Action item: Check each line of the entries below for the string "wooden"; copy every line where it appears.
-------
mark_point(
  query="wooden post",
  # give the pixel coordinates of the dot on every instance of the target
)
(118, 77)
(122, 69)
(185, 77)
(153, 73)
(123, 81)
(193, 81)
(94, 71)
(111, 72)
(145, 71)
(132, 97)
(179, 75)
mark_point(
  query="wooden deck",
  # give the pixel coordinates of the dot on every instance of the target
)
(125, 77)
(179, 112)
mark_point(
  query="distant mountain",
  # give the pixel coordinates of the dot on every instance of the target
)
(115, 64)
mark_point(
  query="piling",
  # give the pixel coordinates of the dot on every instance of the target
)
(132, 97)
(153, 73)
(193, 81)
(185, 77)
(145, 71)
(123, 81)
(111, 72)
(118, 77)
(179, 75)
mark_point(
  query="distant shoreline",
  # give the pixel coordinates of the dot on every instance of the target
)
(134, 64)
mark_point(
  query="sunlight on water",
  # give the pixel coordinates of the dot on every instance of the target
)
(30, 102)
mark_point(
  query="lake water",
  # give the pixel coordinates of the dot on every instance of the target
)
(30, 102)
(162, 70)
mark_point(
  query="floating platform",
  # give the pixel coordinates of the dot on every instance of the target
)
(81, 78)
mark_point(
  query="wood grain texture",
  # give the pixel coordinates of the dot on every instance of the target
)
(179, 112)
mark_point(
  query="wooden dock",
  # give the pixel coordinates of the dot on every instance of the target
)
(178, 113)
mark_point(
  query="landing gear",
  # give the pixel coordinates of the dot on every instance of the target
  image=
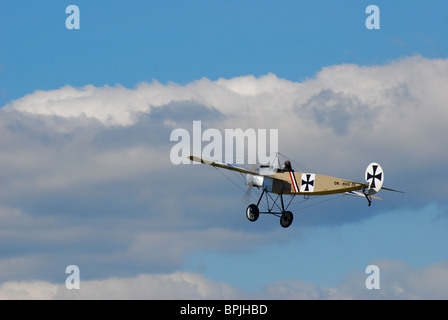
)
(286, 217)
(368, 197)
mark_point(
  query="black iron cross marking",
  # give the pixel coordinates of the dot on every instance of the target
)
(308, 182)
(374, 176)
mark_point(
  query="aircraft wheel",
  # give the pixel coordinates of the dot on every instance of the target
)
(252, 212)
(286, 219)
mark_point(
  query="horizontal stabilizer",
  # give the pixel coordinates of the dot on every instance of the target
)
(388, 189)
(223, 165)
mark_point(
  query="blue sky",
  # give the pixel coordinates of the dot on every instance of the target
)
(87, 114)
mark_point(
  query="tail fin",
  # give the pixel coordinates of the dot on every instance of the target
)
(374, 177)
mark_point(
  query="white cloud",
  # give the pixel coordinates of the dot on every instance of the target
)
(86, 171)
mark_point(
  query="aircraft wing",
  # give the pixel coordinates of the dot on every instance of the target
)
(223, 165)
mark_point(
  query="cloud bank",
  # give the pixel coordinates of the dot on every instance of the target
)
-------
Written solution:
  query="wooden post",
  query="wooden deck",
  query="wooden dock",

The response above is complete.